[DATASET]
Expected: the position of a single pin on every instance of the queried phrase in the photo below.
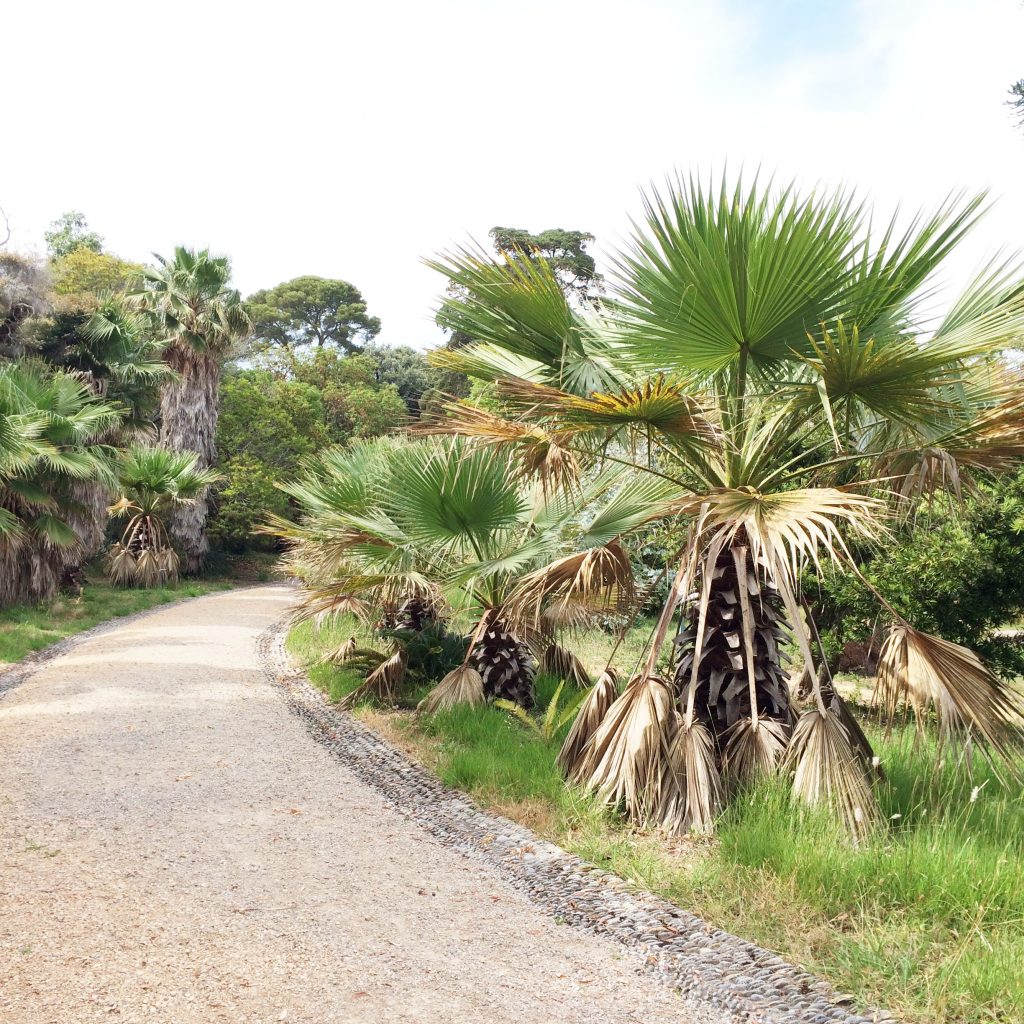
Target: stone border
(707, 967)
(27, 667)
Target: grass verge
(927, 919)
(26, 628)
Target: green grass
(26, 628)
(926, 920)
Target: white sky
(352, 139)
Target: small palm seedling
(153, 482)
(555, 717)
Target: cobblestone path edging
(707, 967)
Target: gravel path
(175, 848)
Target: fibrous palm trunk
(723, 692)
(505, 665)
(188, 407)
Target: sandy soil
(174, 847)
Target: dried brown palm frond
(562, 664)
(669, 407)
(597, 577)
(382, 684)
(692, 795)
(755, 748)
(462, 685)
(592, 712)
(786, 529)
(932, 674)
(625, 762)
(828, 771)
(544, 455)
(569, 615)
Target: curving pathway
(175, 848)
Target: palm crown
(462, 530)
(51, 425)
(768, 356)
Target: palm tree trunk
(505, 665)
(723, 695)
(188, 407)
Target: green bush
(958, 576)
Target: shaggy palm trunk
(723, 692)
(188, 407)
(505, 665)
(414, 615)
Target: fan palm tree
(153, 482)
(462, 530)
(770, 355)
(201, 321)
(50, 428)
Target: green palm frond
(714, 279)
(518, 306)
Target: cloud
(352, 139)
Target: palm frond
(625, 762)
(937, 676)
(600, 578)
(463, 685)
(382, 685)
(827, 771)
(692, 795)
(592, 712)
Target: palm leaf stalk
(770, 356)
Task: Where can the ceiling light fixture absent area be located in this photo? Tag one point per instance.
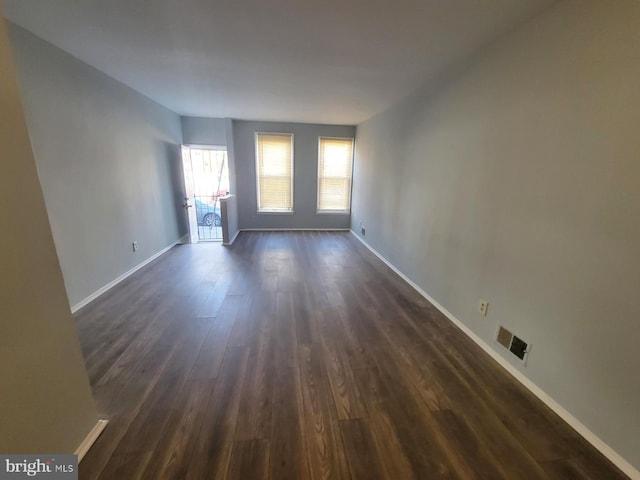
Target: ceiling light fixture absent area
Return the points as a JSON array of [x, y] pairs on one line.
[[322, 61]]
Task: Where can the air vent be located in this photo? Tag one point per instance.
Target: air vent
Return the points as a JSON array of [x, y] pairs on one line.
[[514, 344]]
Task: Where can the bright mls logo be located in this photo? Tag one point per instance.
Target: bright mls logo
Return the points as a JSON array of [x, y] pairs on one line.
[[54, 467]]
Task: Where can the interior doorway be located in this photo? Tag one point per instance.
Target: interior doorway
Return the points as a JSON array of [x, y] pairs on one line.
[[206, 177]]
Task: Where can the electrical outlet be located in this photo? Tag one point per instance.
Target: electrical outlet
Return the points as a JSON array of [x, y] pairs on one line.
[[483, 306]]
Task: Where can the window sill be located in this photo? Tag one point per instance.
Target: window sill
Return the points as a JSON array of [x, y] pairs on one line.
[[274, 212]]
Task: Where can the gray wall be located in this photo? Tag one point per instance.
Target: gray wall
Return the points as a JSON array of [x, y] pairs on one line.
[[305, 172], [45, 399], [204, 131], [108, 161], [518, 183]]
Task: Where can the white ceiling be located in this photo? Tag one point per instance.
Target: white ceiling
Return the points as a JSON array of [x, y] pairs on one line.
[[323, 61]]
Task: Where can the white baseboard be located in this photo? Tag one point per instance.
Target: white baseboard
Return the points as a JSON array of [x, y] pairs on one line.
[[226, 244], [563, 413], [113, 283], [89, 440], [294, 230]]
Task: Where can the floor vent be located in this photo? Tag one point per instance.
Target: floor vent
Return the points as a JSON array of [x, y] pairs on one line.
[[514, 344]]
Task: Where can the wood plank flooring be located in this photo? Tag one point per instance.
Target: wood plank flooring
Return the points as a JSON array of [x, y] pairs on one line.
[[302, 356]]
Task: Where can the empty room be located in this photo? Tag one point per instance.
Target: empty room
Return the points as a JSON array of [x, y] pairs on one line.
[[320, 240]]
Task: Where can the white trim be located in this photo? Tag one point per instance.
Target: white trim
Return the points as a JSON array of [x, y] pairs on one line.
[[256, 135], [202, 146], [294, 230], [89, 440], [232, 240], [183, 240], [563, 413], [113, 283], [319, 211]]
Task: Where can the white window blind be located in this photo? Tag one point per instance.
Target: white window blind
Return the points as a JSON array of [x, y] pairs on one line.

[TASK]
Set down every entry word for word, but omit the pictures.

[RESPONSE TO THIS TASK]
Expected: the position of a single pin on every instance of the queried phrase in the photo below.
Target: stone border
(707, 967)
(27, 667)
Target: grass verge
(927, 919)
(26, 628)
Target: green grass
(26, 628)
(926, 920)
Target: white sky
(352, 139)
Target: small palm seedling
(153, 482)
(555, 717)
Target: cobblestone path edging
(707, 967)
Target: gravel path
(175, 848)
Target: fibrous palm trunk
(723, 692)
(505, 665)
(188, 407)
Target: sandy soil
(174, 847)
Target: dried brown palm frond
(562, 664)
(669, 407)
(597, 577)
(382, 684)
(692, 795)
(755, 748)
(462, 685)
(592, 712)
(786, 529)
(932, 674)
(625, 762)
(828, 771)
(544, 455)
(569, 615)
Target: curving pathway
(175, 848)
Target: palm crown
(462, 530)
(51, 425)
(768, 356)
Target: palm tree trunk
(505, 665)
(723, 695)
(188, 407)
Target: green bush
(958, 576)
Target: shaggy palm trunk
(723, 692)
(188, 407)
(505, 665)
(414, 615)
Target: fan palm tree
(153, 482)
(462, 530)
(770, 355)
(201, 321)
(50, 428)
Target: green palm frond
(714, 279)
(518, 306)
Target: cloud
(352, 139)
Target: palm frond
(625, 762)
(937, 676)
(600, 578)
(463, 685)
(382, 685)
(827, 771)
(692, 795)
(592, 712)
Target: palm leaf stalk
(770, 356)
Task: Where can the ceiling light fixture absent area be located in this photo? Tag one point per instance.
Target: ceiling light fixture absent area
Return the points as a JSON array of [x, y] pairs on one line.
[[322, 61]]
Task: Where can the air vent be located in this photo? Tag one point per instance.
Target: air vent
Return the points as a JSON array of [x, y] pairs on one line.
[[514, 344]]
Task: Where can the bright mls logo be located in this photo? Tag one point per instance.
Target: bright mls logo
Return the points as a JSON array of [x, y] pairs on one line.
[[54, 467]]
Task: Where can the interior doorway be located in this photo? Tag one point per instance.
Target: interior doorway
Return the points as a JSON array of [x, y] pairs on one line.
[[206, 177]]
Task: Where can the electrical outlet be located in this photo? Tag one point per instance.
Target: electrical outlet
Return the points as a JSON array of [x, y] pairs on one line.
[[483, 306]]
Task: Where can the window sill be located in this photo? Tag one point per instance.
Target: window sill
Return the points as a JSON array of [x, y] pairs on one line.
[[274, 212]]
Task: Where can the gray wall be located in this photo? Tag one point per instance.
Target: gray wall
Return the points as a JSON array of [x, y] pairs on one line.
[[305, 172], [45, 399], [204, 131], [108, 161], [518, 183]]
Task: Where can the white ceiling be located in this photo? Tag one point per instance.
Target: white ceiling
Return the points as a JSON array of [x, y] pairs on one line.
[[323, 61]]
Task: Where can the white baseboard be located in this photo? Tag one point per instance.
Target: white baseboard
Return the points as a JSON array of [x, y] pairs on one line.
[[226, 244], [563, 413], [113, 283], [89, 440], [294, 230]]
Task: Where can the floor vent be located in this photo? Tag one point per instance.
Target: floor vent
Return the points as a JSON array of [x, y] pairs on one line.
[[514, 344]]
Task: Where can the wood plank flooring be located in this photo? Tag one point per instance.
Target: wood plank flooring
Return the points as a JSON array of [x, y] pairs on one line.
[[302, 356]]
Task: Where can the empty room be located in this photo? Tag one point per instance.
Target: empty room
Return the points as a JSON array of [x, y] pairs on one line.
[[320, 240]]
Task: Where can the white trim be located in this photo? Tag one point per instance.
Target: white trim
Return the points as a JSON array of [x, y] pairs on one line.
[[256, 135], [202, 146], [294, 230], [89, 440], [232, 240], [183, 240], [563, 413], [113, 283], [319, 211]]
Task: Where can the white window blind be located in this photo? Tag one point per instance.
Target: white window blind
Return the points as a JSON array of [x, y] pairs on one line.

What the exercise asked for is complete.